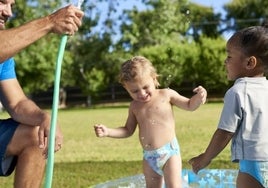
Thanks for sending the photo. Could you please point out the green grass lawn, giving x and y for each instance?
(86, 160)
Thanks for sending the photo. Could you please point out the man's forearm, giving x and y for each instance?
(15, 39)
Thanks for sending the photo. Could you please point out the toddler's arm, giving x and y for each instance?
(189, 104)
(199, 98)
(218, 142)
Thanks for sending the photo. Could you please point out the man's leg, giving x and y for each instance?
(31, 162)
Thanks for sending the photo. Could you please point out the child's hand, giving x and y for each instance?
(101, 130)
(201, 93)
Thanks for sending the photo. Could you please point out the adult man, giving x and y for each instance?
(23, 137)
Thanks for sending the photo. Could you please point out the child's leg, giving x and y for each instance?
(152, 179)
(172, 172)
(245, 180)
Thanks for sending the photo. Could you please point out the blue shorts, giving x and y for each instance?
(7, 130)
(257, 169)
(157, 158)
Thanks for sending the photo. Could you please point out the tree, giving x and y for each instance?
(244, 13)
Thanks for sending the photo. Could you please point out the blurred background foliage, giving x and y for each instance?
(184, 40)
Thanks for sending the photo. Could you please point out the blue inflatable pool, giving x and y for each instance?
(207, 178)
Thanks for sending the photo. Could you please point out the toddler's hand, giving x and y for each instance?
(100, 130)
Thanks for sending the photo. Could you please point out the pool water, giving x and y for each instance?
(207, 178)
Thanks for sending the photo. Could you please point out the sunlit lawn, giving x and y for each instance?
(86, 160)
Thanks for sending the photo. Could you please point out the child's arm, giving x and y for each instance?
(189, 104)
(120, 132)
(218, 142)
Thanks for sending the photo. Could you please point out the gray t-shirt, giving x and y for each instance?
(245, 113)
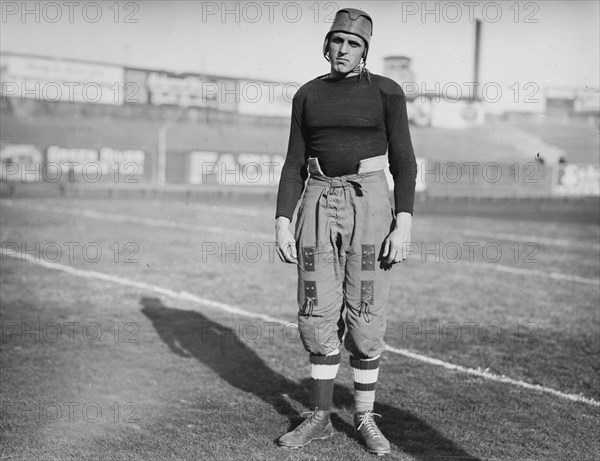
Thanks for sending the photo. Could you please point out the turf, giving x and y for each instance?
(172, 379)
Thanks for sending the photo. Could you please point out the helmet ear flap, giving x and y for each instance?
(326, 47)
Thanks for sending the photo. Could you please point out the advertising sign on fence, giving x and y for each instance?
(577, 179)
(52, 80)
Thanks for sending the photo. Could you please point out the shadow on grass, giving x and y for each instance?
(193, 335)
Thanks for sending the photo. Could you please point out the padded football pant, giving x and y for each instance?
(343, 286)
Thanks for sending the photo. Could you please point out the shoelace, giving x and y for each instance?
(307, 421)
(367, 421)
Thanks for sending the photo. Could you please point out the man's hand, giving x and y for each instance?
(396, 245)
(286, 245)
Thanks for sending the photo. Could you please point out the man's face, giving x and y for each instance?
(345, 51)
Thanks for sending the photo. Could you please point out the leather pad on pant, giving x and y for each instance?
(310, 291)
(308, 258)
(367, 258)
(367, 291)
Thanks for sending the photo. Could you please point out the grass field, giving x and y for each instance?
(121, 338)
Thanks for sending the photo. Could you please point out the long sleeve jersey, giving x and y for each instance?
(342, 121)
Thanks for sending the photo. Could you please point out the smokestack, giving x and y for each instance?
(477, 50)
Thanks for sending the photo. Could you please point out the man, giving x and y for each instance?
(347, 236)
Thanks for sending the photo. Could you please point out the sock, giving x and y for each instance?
(323, 369)
(365, 380)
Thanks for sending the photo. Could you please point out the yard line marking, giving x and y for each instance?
(494, 377)
(537, 273)
(534, 239)
(269, 238)
(245, 313)
(146, 221)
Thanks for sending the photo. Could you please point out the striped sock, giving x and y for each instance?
(323, 369)
(365, 380)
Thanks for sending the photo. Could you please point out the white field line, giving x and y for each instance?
(146, 221)
(535, 273)
(244, 313)
(269, 238)
(534, 239)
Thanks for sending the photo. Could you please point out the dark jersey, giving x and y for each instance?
(342, 121)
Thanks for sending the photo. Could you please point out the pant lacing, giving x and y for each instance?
(309, 306)
(363, 309)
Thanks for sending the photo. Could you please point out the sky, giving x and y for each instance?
(526, 46)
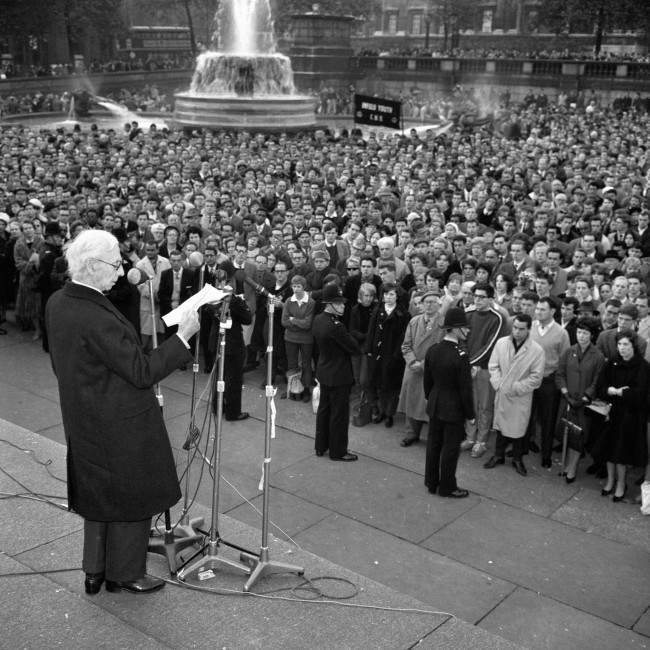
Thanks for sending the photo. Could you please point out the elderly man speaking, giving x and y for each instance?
(119, 462)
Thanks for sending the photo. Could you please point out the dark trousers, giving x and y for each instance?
(332, 420)
(545, 403)
(443, 449)
(118, 549)
(502, 442)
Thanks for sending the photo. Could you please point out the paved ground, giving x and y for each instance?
(531, 562)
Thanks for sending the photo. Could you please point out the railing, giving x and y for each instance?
(631, 70)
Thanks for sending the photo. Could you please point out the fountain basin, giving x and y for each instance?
(265, 113)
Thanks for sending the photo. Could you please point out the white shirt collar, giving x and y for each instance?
(88, 286)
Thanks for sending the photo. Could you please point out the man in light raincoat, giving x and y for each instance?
(516, 369)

Task statement: Only the lines from the one containing "out the striped" through the end of the listing are to be quoted, exactly and with both ends included; pictures are left out.

Final answer:
Thanks for sending the photo. Could you please point out the striped sock, giving x and y for each instance?
(323, 369)
(365, 380)
Thanks for sending the photo. Could you please point out the white field line, giving x and y for each instance?
(146, 221)
(535, 273)
(244, 313)
(269, 238)
(534, 239)
Thanks for sending the photo. Could you please point out the dark jersey, giving x and y for each instance?
(342, 121)
Thanks for sending the photo. Could you please point out the pant lacing, giving x and y for each instance?
(309, 306)
(363, 309)
Thanks for sending the photo. Could you please point out the sky, giving x and y for each instance?
(526, 46)
Thanks for sending the photo. Could you please point out the elderly man speaking, giving x and y for each instance?
(119, 462)
Thanks for sending the photo. Could you please point out the dark trousers, giving x and y for each instance?
(332, 420)
(545, 403)
(443, 449)
(118, 549)
(502, 442)
Thanks for sending the photo. Could you please point out the paved ground, giving x and y for each instance?
(531, 562)
Thanks for sending the photo. Could you please point out the railing, giving x and y for each instance?
(631, 70)
Thanks for sending the photo. Could you please point out the fountain basin, giving x and y for each instance?
(265, 113)
Thanks for sending the photo. Could you please point out the white shirt collar, giving x and y for each instance?
(88, 286)
Thanks for sending the photo. Could you please point out the man in light raincoat, giving x and y for each instance?
(516, 369)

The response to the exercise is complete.